■ Task goal ■
Which lines of the data hold the word "poster"? Copy all of them.

########################################

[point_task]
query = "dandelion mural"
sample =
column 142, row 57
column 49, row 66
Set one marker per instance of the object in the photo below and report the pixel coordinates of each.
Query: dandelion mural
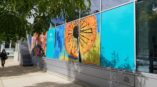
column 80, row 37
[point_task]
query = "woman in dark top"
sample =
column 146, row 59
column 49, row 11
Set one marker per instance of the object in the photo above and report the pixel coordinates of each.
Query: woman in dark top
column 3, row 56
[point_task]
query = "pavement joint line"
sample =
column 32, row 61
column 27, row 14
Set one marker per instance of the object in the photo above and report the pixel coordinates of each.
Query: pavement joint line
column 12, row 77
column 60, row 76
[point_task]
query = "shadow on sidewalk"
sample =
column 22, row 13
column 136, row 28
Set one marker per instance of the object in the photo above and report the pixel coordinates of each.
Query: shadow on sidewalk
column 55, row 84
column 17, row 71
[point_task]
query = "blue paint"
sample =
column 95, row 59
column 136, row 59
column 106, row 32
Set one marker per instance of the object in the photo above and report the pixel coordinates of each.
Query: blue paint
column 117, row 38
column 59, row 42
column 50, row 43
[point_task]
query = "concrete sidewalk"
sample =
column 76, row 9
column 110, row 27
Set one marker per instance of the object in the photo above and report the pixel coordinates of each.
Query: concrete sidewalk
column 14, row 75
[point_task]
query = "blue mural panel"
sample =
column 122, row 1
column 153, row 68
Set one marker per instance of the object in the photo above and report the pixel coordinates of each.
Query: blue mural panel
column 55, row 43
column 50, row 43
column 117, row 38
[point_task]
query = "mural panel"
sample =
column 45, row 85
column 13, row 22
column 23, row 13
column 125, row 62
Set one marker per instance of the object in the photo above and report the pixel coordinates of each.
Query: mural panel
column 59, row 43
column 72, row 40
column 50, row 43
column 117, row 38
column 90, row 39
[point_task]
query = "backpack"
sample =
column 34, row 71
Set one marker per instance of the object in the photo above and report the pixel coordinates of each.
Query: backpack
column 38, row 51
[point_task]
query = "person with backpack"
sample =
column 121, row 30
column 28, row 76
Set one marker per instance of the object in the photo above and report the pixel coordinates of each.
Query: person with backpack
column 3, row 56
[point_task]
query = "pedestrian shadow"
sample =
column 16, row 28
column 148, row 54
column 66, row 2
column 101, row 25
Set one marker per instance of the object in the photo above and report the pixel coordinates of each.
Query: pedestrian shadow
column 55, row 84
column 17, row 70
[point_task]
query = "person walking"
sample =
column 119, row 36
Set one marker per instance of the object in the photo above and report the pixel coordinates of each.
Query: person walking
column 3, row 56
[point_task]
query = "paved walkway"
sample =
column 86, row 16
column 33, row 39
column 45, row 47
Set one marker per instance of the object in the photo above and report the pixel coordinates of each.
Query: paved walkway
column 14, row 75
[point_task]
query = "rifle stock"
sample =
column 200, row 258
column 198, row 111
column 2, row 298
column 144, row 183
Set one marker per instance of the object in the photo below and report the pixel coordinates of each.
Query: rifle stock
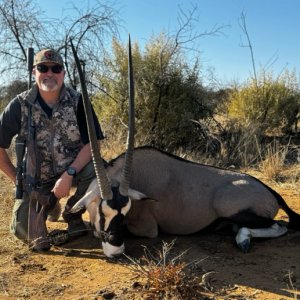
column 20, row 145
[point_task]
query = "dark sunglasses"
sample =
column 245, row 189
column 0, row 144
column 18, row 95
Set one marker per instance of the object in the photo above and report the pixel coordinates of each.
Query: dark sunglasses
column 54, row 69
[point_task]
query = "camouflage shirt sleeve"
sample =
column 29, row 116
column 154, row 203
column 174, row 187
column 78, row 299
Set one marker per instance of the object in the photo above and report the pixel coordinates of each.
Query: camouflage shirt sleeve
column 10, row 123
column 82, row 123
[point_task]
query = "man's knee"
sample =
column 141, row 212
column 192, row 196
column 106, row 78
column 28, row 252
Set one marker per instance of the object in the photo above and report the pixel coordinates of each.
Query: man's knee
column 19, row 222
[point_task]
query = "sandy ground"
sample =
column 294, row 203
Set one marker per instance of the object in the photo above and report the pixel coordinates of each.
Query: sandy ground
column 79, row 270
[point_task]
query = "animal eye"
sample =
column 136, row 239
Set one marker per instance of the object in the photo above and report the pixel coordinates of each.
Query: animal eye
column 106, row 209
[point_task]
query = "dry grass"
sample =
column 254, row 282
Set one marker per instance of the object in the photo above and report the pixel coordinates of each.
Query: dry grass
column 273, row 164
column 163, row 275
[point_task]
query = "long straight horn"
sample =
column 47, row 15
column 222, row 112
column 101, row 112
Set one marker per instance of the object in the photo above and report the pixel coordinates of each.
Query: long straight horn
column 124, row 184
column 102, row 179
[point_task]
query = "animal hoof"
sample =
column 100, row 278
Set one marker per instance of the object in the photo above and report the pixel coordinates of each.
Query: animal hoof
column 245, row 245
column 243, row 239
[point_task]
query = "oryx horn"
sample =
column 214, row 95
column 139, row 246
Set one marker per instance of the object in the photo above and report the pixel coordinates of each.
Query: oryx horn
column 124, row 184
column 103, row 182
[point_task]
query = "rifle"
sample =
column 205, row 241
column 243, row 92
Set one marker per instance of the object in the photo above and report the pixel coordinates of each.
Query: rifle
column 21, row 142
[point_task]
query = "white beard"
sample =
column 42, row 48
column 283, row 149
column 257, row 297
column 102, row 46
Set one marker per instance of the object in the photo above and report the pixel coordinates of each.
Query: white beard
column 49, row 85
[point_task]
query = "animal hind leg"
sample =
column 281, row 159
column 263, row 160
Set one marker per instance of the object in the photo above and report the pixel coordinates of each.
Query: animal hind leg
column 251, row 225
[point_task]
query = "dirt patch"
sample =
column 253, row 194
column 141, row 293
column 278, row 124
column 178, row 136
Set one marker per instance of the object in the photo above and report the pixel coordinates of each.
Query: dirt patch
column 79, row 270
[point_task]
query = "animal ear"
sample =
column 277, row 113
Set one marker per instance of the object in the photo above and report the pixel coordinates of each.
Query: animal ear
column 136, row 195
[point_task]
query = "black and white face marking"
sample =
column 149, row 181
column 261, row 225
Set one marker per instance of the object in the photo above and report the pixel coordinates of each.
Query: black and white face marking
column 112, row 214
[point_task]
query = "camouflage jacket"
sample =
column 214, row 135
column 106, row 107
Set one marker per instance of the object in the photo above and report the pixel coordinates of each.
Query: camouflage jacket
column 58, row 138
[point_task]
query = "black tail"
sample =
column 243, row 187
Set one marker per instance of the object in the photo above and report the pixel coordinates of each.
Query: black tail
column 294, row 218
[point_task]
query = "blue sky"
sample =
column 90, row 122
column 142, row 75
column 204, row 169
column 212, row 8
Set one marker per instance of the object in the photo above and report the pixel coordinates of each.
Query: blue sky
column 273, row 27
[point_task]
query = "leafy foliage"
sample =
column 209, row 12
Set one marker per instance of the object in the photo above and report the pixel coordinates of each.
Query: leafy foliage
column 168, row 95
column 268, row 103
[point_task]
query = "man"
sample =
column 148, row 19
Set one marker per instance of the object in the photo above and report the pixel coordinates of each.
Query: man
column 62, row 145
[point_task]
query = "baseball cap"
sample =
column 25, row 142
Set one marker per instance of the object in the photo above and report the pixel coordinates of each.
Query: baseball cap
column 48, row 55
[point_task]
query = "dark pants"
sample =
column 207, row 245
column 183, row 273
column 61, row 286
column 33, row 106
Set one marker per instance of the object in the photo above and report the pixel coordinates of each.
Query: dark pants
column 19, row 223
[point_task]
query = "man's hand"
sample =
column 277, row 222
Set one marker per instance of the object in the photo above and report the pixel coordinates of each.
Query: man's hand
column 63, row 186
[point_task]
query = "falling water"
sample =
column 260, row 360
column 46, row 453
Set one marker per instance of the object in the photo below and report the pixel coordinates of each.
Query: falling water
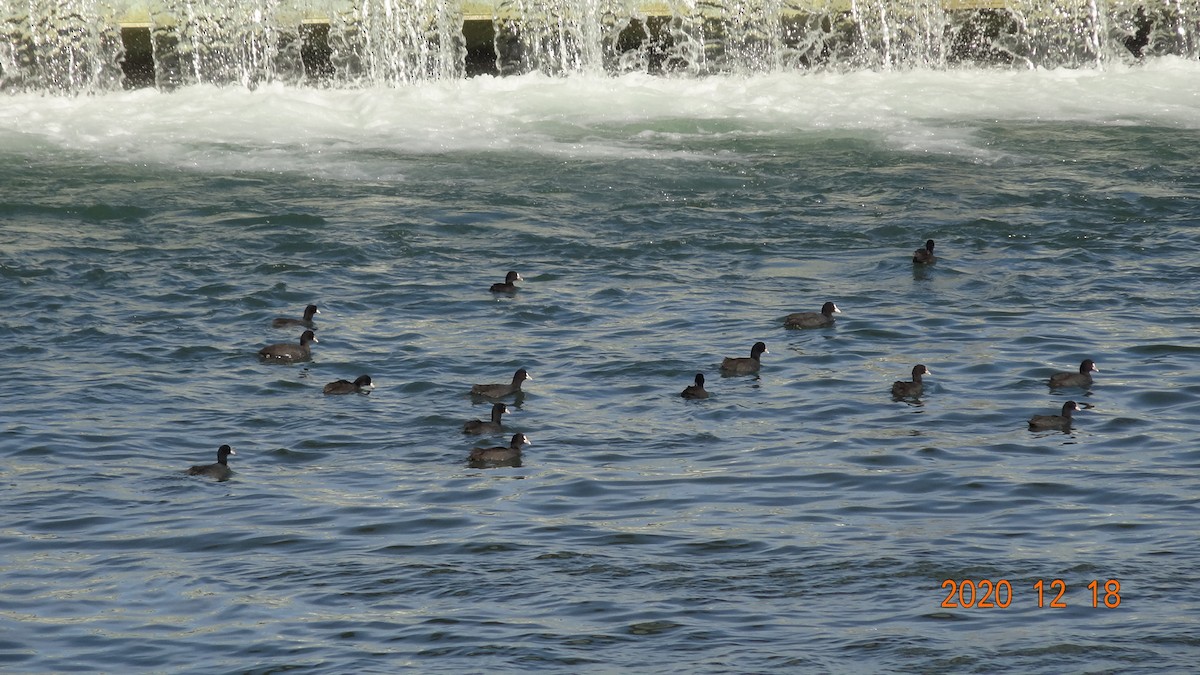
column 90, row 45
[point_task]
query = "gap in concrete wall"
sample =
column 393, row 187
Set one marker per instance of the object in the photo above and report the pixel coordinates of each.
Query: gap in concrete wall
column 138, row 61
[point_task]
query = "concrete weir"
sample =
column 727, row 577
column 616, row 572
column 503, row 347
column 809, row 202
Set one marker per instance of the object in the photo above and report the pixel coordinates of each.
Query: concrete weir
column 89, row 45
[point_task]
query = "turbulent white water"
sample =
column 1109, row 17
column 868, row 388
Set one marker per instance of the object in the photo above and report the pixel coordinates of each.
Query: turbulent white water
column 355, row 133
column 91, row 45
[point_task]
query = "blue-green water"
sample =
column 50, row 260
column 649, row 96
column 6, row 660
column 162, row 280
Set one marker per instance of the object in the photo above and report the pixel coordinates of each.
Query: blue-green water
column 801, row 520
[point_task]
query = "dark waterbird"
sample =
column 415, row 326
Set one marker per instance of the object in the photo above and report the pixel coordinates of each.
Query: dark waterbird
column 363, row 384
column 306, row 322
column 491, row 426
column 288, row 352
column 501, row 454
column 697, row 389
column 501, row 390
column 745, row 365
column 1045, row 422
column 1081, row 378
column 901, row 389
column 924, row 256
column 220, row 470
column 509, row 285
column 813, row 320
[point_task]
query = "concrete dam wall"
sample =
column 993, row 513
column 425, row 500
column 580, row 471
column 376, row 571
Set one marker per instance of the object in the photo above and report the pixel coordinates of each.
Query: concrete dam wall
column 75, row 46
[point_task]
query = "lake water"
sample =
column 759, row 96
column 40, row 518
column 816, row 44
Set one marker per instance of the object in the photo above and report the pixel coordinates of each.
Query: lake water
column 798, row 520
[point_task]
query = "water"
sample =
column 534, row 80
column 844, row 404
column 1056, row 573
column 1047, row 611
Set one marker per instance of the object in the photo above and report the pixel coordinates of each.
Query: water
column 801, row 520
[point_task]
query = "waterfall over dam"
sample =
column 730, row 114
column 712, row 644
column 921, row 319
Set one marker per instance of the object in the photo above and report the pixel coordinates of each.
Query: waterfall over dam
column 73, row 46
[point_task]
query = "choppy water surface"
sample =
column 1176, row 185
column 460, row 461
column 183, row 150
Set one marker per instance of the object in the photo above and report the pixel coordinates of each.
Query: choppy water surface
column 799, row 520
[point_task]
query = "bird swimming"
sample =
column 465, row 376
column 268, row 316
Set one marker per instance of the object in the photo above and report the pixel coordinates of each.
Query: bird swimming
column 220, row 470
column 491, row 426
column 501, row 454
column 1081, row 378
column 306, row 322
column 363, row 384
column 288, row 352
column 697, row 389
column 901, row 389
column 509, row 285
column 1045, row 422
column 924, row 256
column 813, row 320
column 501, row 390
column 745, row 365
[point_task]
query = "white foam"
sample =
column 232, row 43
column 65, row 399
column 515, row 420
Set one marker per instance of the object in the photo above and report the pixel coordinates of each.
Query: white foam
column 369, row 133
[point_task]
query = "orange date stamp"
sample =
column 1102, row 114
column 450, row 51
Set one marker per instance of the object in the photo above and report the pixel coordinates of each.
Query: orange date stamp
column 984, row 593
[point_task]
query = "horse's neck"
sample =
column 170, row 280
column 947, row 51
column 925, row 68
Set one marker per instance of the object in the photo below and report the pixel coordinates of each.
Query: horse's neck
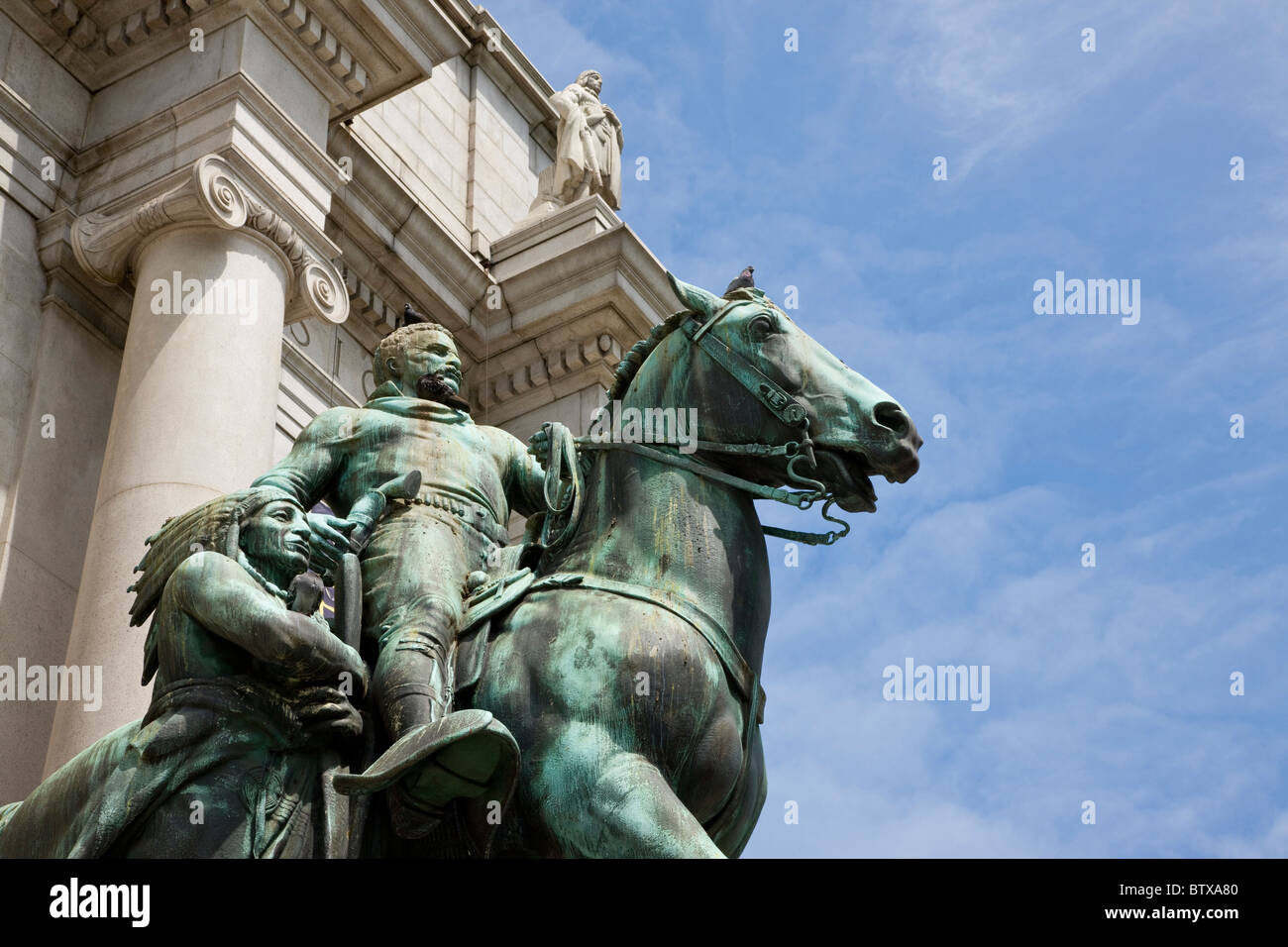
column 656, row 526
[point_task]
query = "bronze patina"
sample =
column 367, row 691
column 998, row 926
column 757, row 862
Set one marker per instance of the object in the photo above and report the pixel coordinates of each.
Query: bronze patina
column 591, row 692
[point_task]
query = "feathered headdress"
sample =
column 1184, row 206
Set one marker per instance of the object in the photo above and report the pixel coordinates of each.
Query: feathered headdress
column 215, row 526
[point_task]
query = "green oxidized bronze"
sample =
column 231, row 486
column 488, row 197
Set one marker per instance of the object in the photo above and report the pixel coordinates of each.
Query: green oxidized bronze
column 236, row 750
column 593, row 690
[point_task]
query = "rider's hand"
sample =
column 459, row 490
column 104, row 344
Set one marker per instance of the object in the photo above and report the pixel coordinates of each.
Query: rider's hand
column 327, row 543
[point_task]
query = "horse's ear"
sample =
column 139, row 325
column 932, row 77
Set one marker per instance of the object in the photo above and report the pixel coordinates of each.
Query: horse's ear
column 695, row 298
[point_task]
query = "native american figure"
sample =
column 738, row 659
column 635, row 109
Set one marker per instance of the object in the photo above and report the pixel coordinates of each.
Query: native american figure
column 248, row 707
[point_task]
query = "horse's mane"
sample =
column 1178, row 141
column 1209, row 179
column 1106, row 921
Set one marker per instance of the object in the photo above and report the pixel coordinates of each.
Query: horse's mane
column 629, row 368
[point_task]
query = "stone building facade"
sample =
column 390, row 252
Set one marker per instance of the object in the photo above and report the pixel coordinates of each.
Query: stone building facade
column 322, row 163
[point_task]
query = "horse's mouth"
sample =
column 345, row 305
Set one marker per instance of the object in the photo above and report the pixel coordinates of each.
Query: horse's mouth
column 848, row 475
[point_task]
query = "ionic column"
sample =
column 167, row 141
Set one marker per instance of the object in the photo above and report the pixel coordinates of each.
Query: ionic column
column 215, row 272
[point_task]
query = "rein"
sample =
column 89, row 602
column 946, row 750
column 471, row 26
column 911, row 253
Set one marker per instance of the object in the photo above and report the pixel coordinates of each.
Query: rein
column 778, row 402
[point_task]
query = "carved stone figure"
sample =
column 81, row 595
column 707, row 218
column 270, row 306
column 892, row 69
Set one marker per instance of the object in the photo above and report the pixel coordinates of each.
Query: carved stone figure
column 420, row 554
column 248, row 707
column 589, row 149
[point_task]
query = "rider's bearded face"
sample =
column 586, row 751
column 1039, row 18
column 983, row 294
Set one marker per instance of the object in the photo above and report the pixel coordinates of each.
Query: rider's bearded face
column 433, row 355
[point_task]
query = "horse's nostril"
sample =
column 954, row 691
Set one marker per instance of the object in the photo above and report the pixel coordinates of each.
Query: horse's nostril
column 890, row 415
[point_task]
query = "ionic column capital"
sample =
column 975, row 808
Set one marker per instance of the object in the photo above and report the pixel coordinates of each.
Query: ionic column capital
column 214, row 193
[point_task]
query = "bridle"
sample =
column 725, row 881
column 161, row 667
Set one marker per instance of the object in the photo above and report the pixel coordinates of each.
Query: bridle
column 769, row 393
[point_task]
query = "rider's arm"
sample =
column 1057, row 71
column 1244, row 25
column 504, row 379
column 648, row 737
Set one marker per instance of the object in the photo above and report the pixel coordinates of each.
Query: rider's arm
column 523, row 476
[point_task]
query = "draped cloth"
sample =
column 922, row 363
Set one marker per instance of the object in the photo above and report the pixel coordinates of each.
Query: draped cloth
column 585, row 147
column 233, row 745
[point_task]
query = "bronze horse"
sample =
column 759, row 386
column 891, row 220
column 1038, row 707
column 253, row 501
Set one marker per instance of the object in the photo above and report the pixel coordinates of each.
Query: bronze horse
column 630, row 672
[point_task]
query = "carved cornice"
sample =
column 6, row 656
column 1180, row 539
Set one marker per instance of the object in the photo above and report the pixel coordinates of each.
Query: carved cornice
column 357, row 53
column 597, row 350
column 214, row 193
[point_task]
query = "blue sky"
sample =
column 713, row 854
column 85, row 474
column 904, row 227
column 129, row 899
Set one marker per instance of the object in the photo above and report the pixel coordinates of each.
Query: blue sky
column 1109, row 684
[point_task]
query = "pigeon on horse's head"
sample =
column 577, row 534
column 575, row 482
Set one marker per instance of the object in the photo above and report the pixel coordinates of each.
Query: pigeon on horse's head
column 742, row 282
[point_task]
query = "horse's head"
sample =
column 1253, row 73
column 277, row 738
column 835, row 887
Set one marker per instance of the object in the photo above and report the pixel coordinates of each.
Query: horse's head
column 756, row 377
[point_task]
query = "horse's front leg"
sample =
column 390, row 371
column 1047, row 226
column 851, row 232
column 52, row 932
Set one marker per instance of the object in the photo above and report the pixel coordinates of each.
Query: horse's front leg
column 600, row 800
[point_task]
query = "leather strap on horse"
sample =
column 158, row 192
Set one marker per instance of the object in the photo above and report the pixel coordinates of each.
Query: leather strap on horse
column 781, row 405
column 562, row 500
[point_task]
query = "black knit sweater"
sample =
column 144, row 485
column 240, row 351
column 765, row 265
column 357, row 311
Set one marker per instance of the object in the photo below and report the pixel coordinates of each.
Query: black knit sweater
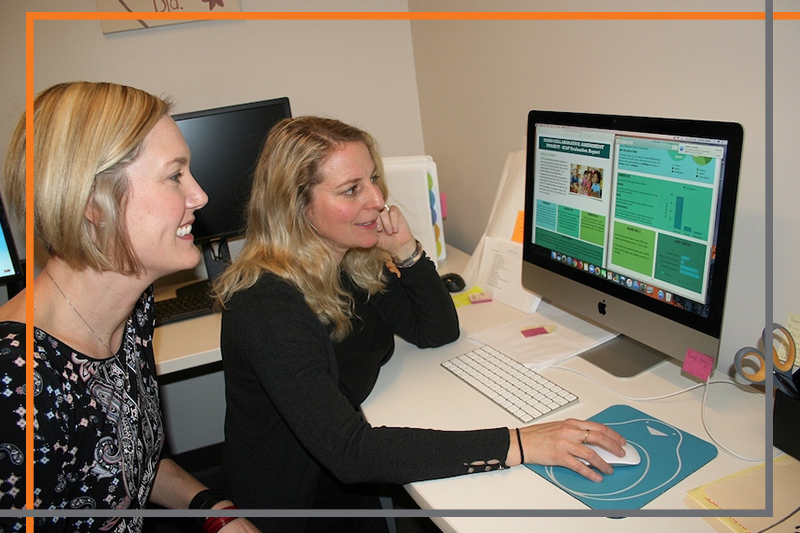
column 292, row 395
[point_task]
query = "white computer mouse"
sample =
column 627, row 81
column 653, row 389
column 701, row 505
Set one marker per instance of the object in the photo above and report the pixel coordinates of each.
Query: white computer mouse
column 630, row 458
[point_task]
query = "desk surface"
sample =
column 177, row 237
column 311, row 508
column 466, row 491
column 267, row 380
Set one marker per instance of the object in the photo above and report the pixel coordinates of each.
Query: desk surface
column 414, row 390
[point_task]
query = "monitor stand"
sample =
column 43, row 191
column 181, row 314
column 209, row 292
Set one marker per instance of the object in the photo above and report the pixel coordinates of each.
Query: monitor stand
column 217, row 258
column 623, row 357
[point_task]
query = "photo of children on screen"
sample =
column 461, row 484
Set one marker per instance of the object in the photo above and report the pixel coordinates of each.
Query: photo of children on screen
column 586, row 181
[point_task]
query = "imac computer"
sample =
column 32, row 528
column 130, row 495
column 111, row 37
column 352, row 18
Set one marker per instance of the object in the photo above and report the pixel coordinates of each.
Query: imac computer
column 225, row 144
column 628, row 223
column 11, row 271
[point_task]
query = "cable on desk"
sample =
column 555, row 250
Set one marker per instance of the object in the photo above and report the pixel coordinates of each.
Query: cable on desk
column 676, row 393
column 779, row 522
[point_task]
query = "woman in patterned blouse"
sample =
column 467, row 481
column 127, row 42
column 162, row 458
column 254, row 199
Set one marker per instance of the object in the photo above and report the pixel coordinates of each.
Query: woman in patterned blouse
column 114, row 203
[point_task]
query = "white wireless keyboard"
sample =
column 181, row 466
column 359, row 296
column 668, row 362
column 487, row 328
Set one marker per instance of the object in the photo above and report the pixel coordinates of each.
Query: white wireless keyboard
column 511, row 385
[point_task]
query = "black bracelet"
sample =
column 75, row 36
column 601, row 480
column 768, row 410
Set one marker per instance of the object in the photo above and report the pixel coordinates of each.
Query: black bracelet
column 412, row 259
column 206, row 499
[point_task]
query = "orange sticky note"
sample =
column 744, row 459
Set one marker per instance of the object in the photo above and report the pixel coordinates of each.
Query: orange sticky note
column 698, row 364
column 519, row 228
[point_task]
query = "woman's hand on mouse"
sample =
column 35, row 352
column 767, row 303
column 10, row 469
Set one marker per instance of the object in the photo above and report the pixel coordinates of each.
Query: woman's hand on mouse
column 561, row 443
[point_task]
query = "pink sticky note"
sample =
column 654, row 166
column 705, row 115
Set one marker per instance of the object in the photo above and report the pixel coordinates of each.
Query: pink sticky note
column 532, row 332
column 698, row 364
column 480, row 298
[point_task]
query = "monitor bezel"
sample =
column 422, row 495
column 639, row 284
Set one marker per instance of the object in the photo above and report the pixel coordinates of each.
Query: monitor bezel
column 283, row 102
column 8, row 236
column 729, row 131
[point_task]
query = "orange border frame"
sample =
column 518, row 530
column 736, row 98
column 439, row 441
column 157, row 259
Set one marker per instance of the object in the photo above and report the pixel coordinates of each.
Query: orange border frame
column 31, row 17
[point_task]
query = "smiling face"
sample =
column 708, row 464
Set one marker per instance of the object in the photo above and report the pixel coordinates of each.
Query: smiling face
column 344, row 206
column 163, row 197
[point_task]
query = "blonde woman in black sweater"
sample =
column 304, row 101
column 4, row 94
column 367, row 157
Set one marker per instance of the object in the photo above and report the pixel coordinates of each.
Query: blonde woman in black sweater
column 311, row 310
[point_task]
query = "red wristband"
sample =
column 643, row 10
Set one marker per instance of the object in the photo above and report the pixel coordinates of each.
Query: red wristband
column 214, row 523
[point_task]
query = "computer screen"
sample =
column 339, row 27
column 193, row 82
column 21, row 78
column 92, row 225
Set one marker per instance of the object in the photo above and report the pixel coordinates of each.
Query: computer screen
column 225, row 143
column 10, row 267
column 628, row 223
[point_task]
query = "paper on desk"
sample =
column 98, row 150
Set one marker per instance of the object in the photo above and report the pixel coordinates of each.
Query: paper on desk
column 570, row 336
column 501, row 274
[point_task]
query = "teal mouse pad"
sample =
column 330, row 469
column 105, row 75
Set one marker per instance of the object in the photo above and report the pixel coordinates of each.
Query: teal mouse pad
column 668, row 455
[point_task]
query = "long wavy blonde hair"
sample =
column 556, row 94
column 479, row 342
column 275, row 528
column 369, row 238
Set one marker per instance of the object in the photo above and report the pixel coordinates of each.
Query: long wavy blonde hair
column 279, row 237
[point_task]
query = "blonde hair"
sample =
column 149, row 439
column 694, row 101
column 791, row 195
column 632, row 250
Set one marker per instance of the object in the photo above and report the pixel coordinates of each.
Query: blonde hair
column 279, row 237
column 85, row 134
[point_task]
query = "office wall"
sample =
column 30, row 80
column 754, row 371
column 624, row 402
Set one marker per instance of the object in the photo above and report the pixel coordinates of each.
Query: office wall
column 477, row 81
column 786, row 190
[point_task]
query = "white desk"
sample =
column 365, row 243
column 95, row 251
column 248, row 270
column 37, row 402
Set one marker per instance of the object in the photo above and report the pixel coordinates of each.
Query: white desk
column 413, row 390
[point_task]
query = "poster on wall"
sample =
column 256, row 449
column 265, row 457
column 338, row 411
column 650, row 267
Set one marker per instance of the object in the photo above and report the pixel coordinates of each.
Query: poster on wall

########################################

■ Response to the task ■
query = "poster on wall"
Query: poster on wall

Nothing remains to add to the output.